━━━━━ Stored data

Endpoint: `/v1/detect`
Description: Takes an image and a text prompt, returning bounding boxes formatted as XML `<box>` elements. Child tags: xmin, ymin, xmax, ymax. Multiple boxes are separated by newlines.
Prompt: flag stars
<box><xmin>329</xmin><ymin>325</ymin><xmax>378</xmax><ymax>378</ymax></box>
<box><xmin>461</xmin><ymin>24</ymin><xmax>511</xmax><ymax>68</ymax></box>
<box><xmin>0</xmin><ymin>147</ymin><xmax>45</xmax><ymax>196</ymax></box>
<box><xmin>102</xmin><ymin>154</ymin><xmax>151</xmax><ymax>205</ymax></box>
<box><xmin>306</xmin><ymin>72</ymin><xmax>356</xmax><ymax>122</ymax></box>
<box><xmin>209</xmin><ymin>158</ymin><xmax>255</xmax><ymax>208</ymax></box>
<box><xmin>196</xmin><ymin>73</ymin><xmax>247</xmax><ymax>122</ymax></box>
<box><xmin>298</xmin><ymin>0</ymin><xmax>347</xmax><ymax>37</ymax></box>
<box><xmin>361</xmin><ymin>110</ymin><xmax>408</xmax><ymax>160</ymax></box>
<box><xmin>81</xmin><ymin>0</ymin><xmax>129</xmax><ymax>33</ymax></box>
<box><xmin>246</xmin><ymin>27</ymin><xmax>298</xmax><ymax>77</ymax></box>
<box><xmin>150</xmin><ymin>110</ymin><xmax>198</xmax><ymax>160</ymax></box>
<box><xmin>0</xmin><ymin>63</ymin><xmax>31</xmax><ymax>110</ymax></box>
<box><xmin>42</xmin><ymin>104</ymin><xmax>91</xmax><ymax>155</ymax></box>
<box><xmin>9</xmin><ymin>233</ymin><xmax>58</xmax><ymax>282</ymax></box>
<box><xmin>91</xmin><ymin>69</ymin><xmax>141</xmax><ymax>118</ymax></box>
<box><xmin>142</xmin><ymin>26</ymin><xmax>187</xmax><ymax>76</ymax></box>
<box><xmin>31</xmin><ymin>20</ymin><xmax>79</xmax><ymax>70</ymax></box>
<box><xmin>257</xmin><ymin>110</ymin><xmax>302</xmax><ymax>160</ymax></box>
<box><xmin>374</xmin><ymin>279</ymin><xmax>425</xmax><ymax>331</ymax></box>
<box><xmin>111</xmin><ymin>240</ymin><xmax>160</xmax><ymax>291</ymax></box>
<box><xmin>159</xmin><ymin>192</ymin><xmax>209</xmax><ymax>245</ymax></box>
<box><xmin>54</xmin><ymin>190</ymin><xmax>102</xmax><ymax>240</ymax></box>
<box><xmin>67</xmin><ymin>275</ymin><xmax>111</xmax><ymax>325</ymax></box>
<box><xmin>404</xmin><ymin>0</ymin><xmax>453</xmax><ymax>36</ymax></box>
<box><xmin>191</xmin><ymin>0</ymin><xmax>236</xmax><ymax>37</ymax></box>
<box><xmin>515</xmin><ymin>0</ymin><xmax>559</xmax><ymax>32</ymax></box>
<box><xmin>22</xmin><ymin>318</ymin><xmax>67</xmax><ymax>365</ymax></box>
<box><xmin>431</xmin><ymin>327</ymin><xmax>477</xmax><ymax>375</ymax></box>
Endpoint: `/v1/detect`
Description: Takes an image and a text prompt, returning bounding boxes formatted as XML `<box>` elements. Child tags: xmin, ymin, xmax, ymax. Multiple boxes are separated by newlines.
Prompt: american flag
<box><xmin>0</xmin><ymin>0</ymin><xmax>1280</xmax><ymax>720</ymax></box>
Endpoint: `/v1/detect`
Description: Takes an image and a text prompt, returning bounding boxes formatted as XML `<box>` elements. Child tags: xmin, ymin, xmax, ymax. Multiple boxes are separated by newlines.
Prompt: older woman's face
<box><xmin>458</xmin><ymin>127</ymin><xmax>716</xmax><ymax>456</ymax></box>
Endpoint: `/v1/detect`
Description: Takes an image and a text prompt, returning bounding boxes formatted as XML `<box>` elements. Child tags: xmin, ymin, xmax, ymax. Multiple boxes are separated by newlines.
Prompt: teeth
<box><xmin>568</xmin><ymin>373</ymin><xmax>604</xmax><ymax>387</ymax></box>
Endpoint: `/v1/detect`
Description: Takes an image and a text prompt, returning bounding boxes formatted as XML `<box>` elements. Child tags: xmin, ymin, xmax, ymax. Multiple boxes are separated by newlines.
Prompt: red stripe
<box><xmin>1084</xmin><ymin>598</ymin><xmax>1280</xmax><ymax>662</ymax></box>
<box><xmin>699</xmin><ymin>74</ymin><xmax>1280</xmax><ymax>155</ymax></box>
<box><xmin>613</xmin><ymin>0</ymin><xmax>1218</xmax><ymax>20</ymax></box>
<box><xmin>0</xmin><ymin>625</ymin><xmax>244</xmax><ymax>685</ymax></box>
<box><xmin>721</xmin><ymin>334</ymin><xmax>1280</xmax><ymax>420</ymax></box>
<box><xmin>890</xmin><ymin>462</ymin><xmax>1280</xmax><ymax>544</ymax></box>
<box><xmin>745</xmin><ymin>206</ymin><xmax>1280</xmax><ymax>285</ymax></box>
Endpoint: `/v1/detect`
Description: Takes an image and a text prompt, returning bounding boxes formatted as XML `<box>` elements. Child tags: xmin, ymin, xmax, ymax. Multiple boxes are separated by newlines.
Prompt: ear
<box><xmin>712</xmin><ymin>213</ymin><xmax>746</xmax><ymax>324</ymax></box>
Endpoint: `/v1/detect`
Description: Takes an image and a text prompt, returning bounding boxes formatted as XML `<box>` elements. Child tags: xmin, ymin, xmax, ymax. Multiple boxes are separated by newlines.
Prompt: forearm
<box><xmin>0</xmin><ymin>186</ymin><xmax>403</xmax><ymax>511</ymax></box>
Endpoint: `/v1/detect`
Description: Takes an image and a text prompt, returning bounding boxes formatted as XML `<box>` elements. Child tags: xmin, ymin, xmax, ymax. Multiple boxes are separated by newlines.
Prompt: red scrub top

━━━━━━━━━━

_What the task requires_
Find each of the lines above that includes the string "flag" and copy those lines out.

_Exercise output_
Prompt: flag stars
Prompt: american flag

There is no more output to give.